PASSAGE FOR REVIEW:
▬▬▬▬▬▬▬▬▬▬
The shared imagined space, like I said, isn't real. The "mutual agreement about what happens" is a patchwork, a set of discrete points in the space and time of the fiction where one specific result is observed. Players extrapolate the rest of the fiction from these points. Most often, the gaps are filled by the real world. Sometimes, they're filled in with the players' imaginations. These can diverge wildly.

Athletics (80%) tells us several things about the game. Not just the rules, but how the game plays. It tells us that this character is an athletic kind of person, and hopefully provides us with enough examples that we can understand what sort of athletics an Athletics (80%) character can expect to accomplish. It tells us that obstacles in this game can meaningfully be addressed by feats of athleticism. It tells us that we can expect other characters in the fictional world to employ athletics when appropriate. It tells us that you can fail at athletics, even though you're good at it, and that we can hang stakes on your athletic ability that are narratively interesting on both ends. The cost of these convenient features is that you lose the ability to define your athleticism with authorial power within the SIS.
▬▬▬▬▬▬▬▬▬▬
ENTRIES SHOWN:
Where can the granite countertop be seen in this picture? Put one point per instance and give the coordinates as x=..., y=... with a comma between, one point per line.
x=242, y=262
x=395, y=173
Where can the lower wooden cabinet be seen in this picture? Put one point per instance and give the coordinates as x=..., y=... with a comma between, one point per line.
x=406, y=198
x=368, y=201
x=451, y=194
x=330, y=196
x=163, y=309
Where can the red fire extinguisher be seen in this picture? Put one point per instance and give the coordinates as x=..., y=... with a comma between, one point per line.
▬▬▬▬▬▬▬▬▬▬
REQUIRED TASKS:
1. Decide whether each of the following statements agrees with the passage on the shared imagined space. Answer yes or no for each, quoting the deciding words of the passage. (a) The gaps in the fiction are most often filled in with the players' imaginations. (b) A character with Athletics (80%) can still fail at athletics. (c) The shared imagined space is real.
2. Reproduce word for word the part of the passage on the shared imagined space that begins at the words "The shared imagined" and stops after the words "can diverge wildly.".

OUTPUTS BY TASK:
1.
(a) No: "Most often, the gaps are filled by the real world."
(b) Yes: "It tells us that you can fail at athletics, even though you're good at it"
(c) No: "The shared imagined space, like I said, isn't real."

2.
The shared imagined space, like I said, isn't real. The "mutual agreement about what happens" is a patchwork, a set of discrete points in the space and time of the fiction where one specific result is observed. Players extrapolate the rest of the fiction from these points. Most often, the gaps are filled by the real world. Sometimes, they're filled in with the players' imaginations. These can diverge wildly.